Exercise prompt.
All the lines below should appear again unchanged, though their pictures should not.
◇ ◇ ◇
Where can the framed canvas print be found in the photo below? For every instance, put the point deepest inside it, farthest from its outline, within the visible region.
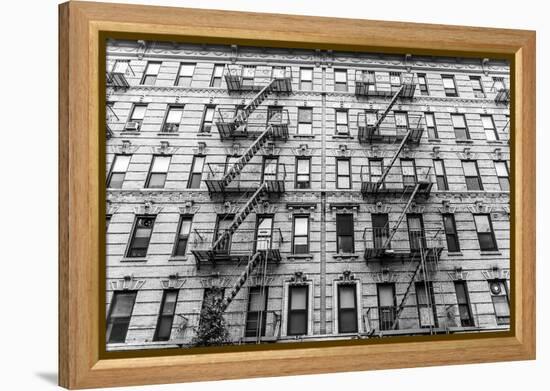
(295, 194)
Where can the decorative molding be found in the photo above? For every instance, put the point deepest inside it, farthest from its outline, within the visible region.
(496, 273)
(127, 283)
(174, 281)
(147, 208)
(458, 274)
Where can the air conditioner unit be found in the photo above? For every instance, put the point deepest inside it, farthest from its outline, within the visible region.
(132, 125)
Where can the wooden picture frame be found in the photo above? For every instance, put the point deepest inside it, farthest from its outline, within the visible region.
(82, 28)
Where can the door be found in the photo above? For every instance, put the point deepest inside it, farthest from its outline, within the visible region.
(417, 236)
(386, 306)
(381, 229)
(264, 232)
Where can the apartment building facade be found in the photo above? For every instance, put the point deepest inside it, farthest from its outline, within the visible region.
(322, 195)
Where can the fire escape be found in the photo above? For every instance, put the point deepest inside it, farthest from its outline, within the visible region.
(262, 126)
(387, 242)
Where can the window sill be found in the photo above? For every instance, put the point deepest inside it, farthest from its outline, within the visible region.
(176, 259)
(141, 259)
(490, 252)
(300, 256)
(168, 134)
(341, 256)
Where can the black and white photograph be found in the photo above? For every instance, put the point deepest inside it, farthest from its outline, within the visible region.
(260, 195)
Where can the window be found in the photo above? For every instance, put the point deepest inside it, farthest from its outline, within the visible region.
(477, 86)
(305, 119)
(223, 223)
(343, 173)
(344, 233)
(463, 301)
(423, 84)
(136, 117)
(166, 316)
(256, 316)
(417, 237)
(498, 83)
(269, 169)
(502, 174)
(182, 237)
(380, 229)
(471, 173)
(306, 79)
(300, 237)
(297, 309)
(173, 119)
(120, 313)
(489, 127)
(118, 171)
(207, 119)
(249, 72)
(459, 125)
(342, 122)
(440, 175)
(501, 304)
(449, 85)
(386, 305)
(401, 121)
(408, 170)
(303, 173)
(340, 80)
(450, 233)
(375, 169)
(195, 175)
(264, 230)
(485, 233)
(210, 297)
(217, 73)
(151, 72)
(425, 301)
(185, 75)
(347, 308)
(158, 172)
(430, 125)
(141, 235)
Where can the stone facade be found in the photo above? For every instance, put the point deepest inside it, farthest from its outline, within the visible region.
(321, 269)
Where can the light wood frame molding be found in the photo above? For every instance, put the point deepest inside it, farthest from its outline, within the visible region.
(81, 362)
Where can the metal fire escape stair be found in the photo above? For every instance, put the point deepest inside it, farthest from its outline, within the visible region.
(236, 169)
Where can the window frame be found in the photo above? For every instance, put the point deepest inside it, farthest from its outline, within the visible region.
(161, 316)
(131, 245)
(151, 173)
(111, 321)
(180, 77)
(297, 174)
(453, 235)
(294, 236)
(494, 246)
(448, 91)
(291, 312)
(178, 237)
(353, 310)
(193, 173)
(338, 175)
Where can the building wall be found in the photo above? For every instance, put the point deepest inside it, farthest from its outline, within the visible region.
(322, 268)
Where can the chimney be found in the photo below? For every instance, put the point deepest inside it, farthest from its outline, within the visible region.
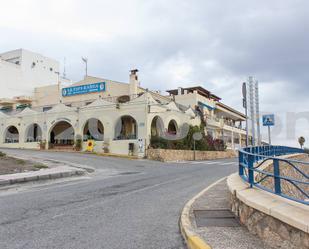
◇ ◇ ◇
Result for this exercise.
Where can the framed canvas print be found in the photo below? For every instance, put the point deepest inside it, farthest from its outline, within the visible region.
(295, 194)
Where can the decorative molding be found in the photo above? For every instance, put the point deepest inside it, farthest from its outline, within the visible region.
(496, 273)
(127, 283)
(174, 281)
(147, 208)
(458, 274)
Where can the air conditioner unit be found in the photo above? For every instance, put the point deepest inside it, farthest from its outline, within the visible region.
(132, 125)
Where can the wooden picture frame be found in the photo above? For every instance, put the point deepest inside it, farthest from its outline, within the visible region.
(82, 28)
Where can the door be found in the photo above? For every instance, put the point deepest inside it, farthest from its outline, within the visible region.
(417, 236)
(386, 306)
(381, 229)
(264, 232)
Where can the apartment building facade be found in the photo above? For every instance, put the point deepest inside it, farthest from its outline, within the visible region.
(322, 195)
Where can the fire escape be found in the photo above? For every instance, put the point deepest inside it, farthest from its outline, within the visible region.
(262, 126)
(387, 242)
Where can the window sill be found in the photo above? For every instance, put the point deepest inside it, farthest from its outline, within the visible region.
(176, 259)
(141, 259)
(490, 252)
(300, 256)
(168, 134)
(341, 256)
Where can the black and white photograph be found in the photo above? For every instance, put the point deepest inside it, farthest from its outline, within the visible region.
(260, 195)
Where can the window be found in the photo above? For every instance, put the point deepest inside it, farthest from its outline, within the visible region.
(477, 86)
(305, 119)
(223, 223)
(343, 173)
(344, 233)
(463, 301)
(423, 84)
(136, 117)
(166, 316)
(256, 316)
(417, 237)
(498, 83)
(269, 169)
(502, 174)
(182, 237)
(380, 229)
(471, 173)
(306, 79)
(300, 237)
(297, 309)
(173, 119)
(120, 313)
(489, 127)
(118, 171)
(207, 119)
(249, 72)
(459, 125)
(342, 122)
(440, 175)
(501, 304)
(449, 85)
(386, 305)
(401, 121)
(408, 170)
(303, 173)
(340, 80)
(450, 233)
(375, 169)
(195, 175)
(264, 230)
(485, 233)
(210, 297)
(217, 73)
(151, 72)
(425, 301)
(185, 75)
(347, 308)
(158, 172)
(430, 125)
(141, 235)
Where can the stone facade be found in the photo above? For every instance, put the point deepest inside it, farthest from its outline, within the visible region.
(321, 269)
Where can the light wood frame molding be found in the photo above? For every instance, put the point deepest inside it, farthest from its outline, within the visible region.
(81, 362)
Where can the metal fire escape stair be found in the photo above? For every instance, put the point deepest inside it, farthest from its outline, within the visible region.
(236, 169)
Where can the window frame be found in the photo above? For every instance, put the point deepest inside it, farthest from its outline, within the visible region.
(161, 316)
(131, 245)
(151, 173)
(111, 321)
(180, 77)
(297, 174)
(453, 235)
(294, 236)
(494, 246)
(448, 91)
(291, 312)
(178, 237)
(353, 310)
(193, 173)
(338, 175)
Where can the building wall be found in the photo above? For every instance, put the point deepest inside it, farthest from its outline, within the visible region.
(322, 268)
Where can the chimney be found in the photo below? For every instance, put the point deepest inside it, farthest from its outline, within the visible region.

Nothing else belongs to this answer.